=== DATA FOR THIS EXERCISE ===

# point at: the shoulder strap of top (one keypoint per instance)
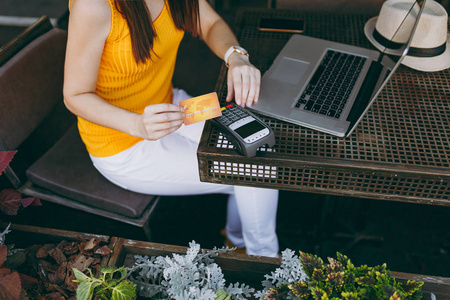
(116, 16)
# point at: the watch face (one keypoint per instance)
(240, 50)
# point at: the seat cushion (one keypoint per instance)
(67, 170)
(371, 7)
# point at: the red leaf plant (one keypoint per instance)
(11, 200)
(10, 284)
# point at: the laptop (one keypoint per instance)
(329, 86)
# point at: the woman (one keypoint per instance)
(119, 65)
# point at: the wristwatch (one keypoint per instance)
(232, 49)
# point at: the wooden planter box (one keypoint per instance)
(251, 269)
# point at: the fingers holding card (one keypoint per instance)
(201, 108)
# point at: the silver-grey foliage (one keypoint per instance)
(182, 277)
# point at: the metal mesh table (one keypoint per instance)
(400, 151)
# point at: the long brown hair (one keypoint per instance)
(185, 14)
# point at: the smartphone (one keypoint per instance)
(281, 25)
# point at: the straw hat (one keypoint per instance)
(430, 47)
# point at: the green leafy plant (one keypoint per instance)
(111, 284)
(340, 279)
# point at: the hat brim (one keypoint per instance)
(426, 64)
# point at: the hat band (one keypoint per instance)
(419, 52)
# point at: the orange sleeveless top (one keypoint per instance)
(125, 84)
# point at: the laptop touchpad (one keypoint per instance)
(289, 70)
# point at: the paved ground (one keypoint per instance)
(414, 238)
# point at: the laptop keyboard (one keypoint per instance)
(329, 89)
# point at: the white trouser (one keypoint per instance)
(169, 167)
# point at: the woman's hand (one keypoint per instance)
(244, 80)
(159, 120)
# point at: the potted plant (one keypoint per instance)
(337, 279)
(194, 275)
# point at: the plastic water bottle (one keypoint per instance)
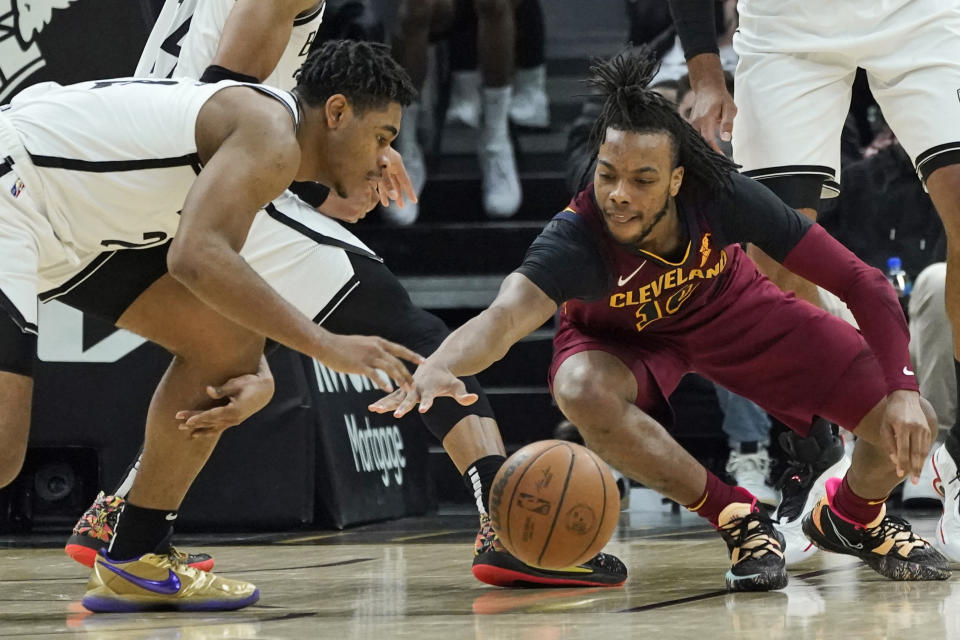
(898, 277)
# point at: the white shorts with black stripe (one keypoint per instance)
(797, 64)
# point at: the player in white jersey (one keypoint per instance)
(793, 88)
(187, 36)
(323, 270)
(125, 163)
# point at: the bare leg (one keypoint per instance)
(471, 439)
(783, 277)
(16, 393)
(596, 391)
(208, 349)
(944, 187)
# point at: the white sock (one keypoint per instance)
(496, 107)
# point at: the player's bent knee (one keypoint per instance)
(15, 397)
(581, 396)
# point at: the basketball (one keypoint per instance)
(554, 504)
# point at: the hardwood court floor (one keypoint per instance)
(411, 579)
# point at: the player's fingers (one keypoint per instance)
(426, 401)
(382, 382)
(918, 451)
(401, 351)
(889, 443)
(459, 393)
(903, 453)
(466, 399)
(410, 399)
(726, 121)
(397, 371)
(387, 403)
(708, 129)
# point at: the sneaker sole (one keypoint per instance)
(87, 556)
(501, 577)
(116, 604)
(756, 581)
(887, 566)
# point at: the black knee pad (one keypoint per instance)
(447, 412)
(18, 349)
(798, 191)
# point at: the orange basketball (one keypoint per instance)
(554, 504)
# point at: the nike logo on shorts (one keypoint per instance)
(166, 587)
(622, 281)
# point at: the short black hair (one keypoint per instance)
(362, 71)
(630, 105)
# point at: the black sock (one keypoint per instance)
(479, 479)
(140, 531)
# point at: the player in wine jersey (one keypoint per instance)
(126, 164)
(793, 85)
(650, 281)
(319, 266)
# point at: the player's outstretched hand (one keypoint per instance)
(350, 209)
(906, 432)
(371, 356)
(245, 395)
(395, 183)
(429, 382)
(713, 109)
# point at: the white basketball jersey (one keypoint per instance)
(186, 35)
(115, 158)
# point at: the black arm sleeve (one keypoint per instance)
(696, 25)
(565, 263)
(752, 213)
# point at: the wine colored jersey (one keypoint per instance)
(611, 291)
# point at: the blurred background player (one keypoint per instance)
(798, 62)
(499, 34)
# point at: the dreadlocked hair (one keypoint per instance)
(364, 72)
(629, 105)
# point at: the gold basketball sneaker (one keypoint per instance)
(160, 582)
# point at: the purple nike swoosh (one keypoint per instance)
(166, 587)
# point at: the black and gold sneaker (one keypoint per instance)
(756, 549)
(888, 544)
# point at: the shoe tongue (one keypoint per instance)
(831, 486)
(879, 519)
(733, 511)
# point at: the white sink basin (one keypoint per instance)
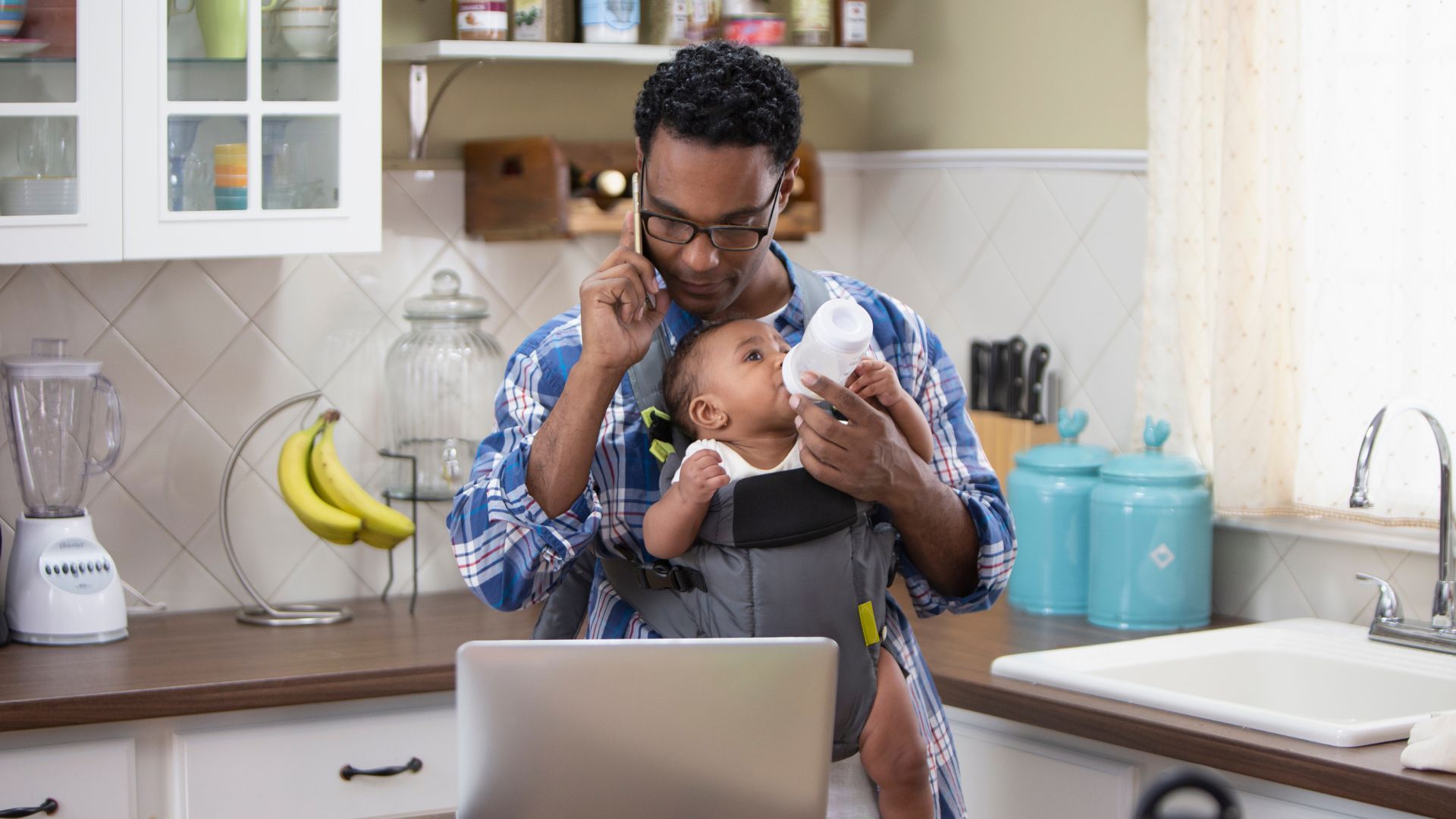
(1310, 679)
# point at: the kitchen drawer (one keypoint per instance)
(89, 780)
(291, 768)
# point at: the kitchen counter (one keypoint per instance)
(204, 662)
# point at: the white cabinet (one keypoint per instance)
(1017, 771)
(293, 768)
(91, 780)
(191, 129)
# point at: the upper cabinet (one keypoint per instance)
(194, 129)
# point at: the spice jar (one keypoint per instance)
(481, 19)
(441, 381)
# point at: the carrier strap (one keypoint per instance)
(566, 605)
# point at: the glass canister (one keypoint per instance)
(1152, 541)
(441, 379)
(1050, 496)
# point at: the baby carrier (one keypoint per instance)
(778, 556)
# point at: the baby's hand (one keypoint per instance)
(877, 379)
(702, 475)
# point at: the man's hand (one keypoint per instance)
(877, 379)
(701, 475)
(867, 457)
(617, 321)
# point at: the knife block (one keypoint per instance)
(520, 188)
(1002, 438)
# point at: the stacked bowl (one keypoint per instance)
(231, 175)
(309, 27)
(12, 15)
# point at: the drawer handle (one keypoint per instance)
(350, 771)
(49, 806)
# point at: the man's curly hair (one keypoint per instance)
(724, 95)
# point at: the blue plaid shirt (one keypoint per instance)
(511, 554)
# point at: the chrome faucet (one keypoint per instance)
(1389, 624)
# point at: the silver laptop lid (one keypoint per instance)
(618, 729)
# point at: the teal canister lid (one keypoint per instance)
(1153, 465)
(1066, 457)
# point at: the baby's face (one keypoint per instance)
(745, 362)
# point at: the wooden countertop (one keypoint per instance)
(202, 662)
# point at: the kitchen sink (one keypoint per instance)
(1305, 678)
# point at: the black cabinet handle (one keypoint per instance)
(49, 806)
(350, 771)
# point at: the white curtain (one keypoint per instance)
(1301, 268)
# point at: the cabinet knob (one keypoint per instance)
(350, 771)
(49, 806)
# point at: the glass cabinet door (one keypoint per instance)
(60, 146)
(258, 107)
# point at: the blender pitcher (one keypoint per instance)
(49, 414)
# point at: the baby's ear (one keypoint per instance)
(707, 416)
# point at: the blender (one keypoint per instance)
(63, 586)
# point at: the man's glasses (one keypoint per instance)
(724, 237)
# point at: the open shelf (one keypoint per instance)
(456, 50)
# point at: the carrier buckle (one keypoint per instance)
(663, 575)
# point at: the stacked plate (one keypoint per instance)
(36, 196)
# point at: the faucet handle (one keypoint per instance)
(1388, 607)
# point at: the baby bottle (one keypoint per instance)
(836, 338)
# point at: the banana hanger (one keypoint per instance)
(294, 614)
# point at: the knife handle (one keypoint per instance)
(1017, 378)
(1036, 375)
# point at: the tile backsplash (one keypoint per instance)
(200, 349)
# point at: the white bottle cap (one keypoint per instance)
(842, 325)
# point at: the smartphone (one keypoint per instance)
(637, 226)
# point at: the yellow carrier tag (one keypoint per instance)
(867, 623)
(658, 447)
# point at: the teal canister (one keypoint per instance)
(1050, 494)
(1152, 541)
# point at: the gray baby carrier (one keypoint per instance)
(778, 556)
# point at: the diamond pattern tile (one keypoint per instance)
(946, 235)
(318, 318)
(38, 302)
(146, 397)
(1034, 240)
(139, 544)
(411, 240)
(181, 322)
(187, 586)
(249, 283)
(111, 286)
(251, 376)
(177, 472)
(1081, 194)
(437, 193)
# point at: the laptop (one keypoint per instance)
(618, 729)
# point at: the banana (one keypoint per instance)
(383, 526)
(319, 516)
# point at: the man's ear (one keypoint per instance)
(789, 172)
(707, 416)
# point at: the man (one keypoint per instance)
(717, 130)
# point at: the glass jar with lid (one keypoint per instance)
(441, 379)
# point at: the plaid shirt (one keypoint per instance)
(513, 556)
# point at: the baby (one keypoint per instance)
(724, 388)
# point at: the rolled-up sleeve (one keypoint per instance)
(509, 551)
(930, 378)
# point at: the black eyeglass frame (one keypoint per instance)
(712, 229)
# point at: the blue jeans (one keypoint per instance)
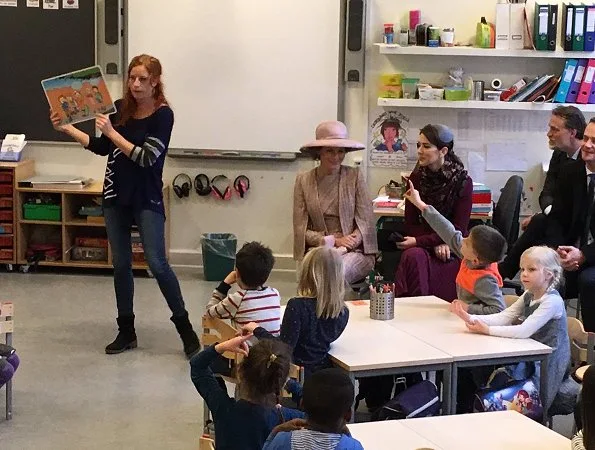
(151, 225)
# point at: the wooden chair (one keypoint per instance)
(219, 330)
(582, 344)
(581, 348)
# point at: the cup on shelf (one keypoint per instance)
(409, 87)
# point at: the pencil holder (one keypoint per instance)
(382, 304)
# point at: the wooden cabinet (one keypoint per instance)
(64, 232)
(10, 174)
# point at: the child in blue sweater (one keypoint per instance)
(246, 422)
(328, 397)
(318, 316)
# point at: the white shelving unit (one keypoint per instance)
(395, 49)
(475, 104)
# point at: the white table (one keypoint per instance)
(370, 347)
(389, 435)
(487, 431)
(427, 319)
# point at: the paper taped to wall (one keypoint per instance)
(507, 157)
(476, 166)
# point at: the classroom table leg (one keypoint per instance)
(543, 382)
(447, 375)
(452, 407)
(352, 378)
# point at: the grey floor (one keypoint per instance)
(69, 395)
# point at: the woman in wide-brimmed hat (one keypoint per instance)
(331, 204)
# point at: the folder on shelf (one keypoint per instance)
(541, 26)
(516, 40)
(552, 27)
(578, 31)
(540, 94)
(527, 93)
(502, 26)
(576, 81)
(585, 89)
(567, 77)
(590, 29)
(567, 26)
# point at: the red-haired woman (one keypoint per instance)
(132, 193)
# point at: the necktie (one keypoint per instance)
(590, 199)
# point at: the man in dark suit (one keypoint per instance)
(571, 226)
(565, 134)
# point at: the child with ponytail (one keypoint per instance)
(247, 421)
(539, 314)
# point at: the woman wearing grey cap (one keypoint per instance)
(426, 266)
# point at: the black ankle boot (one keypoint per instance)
(187, 334)
(126, 338)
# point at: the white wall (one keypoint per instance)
(265, 214)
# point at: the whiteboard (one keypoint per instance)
(242, 75)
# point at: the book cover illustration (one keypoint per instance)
(78, 96)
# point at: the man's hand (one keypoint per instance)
(525, 222)
(478, 327)
(408, 242)
(442, 252)
(231, 278)
(571, 258)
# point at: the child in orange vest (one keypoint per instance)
(478, 281)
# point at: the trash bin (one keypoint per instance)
(218, 255)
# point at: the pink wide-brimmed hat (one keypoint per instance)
(331, 133)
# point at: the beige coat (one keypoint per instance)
(355, 209)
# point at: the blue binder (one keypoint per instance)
(590, 29)
(567, 77)
(575, 85)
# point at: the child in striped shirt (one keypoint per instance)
(254, 301)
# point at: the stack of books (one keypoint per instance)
(482, 200)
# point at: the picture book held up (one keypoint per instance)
(78, 96)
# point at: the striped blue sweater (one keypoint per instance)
(136, 181)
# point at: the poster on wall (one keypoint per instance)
(389, 145)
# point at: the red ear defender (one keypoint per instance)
(220, 181)
(241, 184)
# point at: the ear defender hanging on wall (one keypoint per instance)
(241, 184)
(202, 184)
(221, 180)
(182, 190)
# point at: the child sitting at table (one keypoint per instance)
(328, 397)
(254, 301)
(585, 438)
(318, 316)
(478, 281)
(247, 421)
(539, 314)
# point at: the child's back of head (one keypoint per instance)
(254, 263)
(327, 399)
(321, 276)
(488, 244)
(546, 259)
(264, 371)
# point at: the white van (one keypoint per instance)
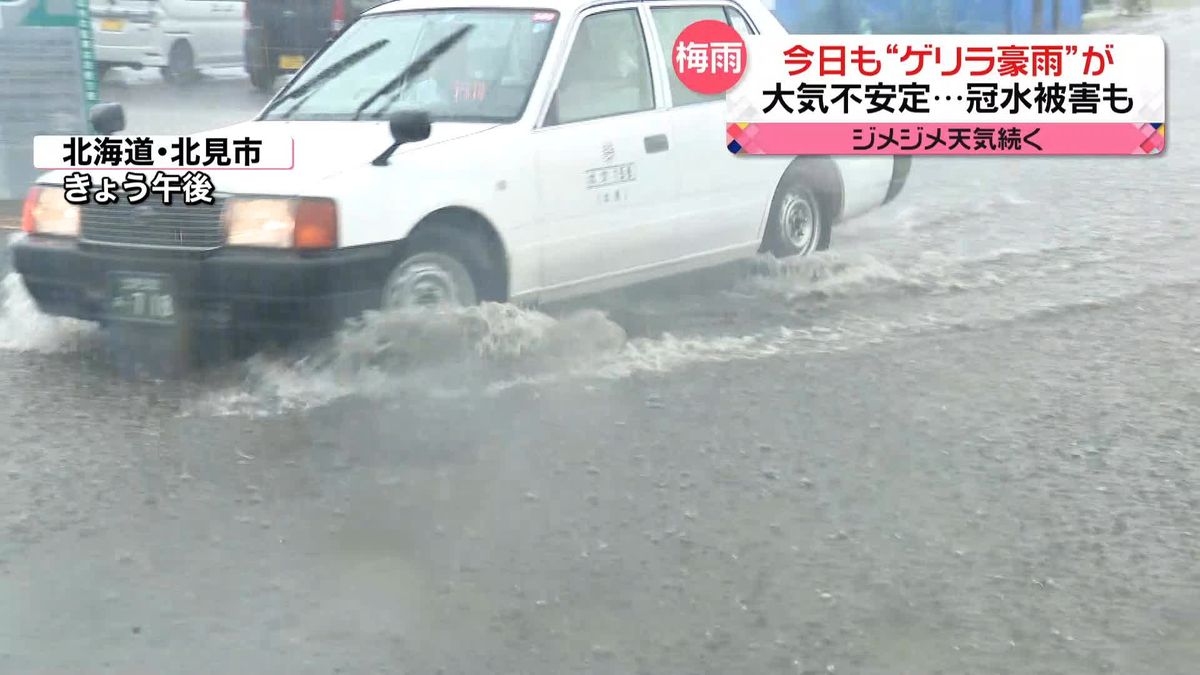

===

• [TO DO]:
Pull out every line of the data above that contains the word "floor", and copy each of those lines unchanged.

• [SOLUTION TO THIS TASK]:
# point at: the hardwood court floor (one keypoint per instance)
# point at: the grey floor (one keypoint per instance)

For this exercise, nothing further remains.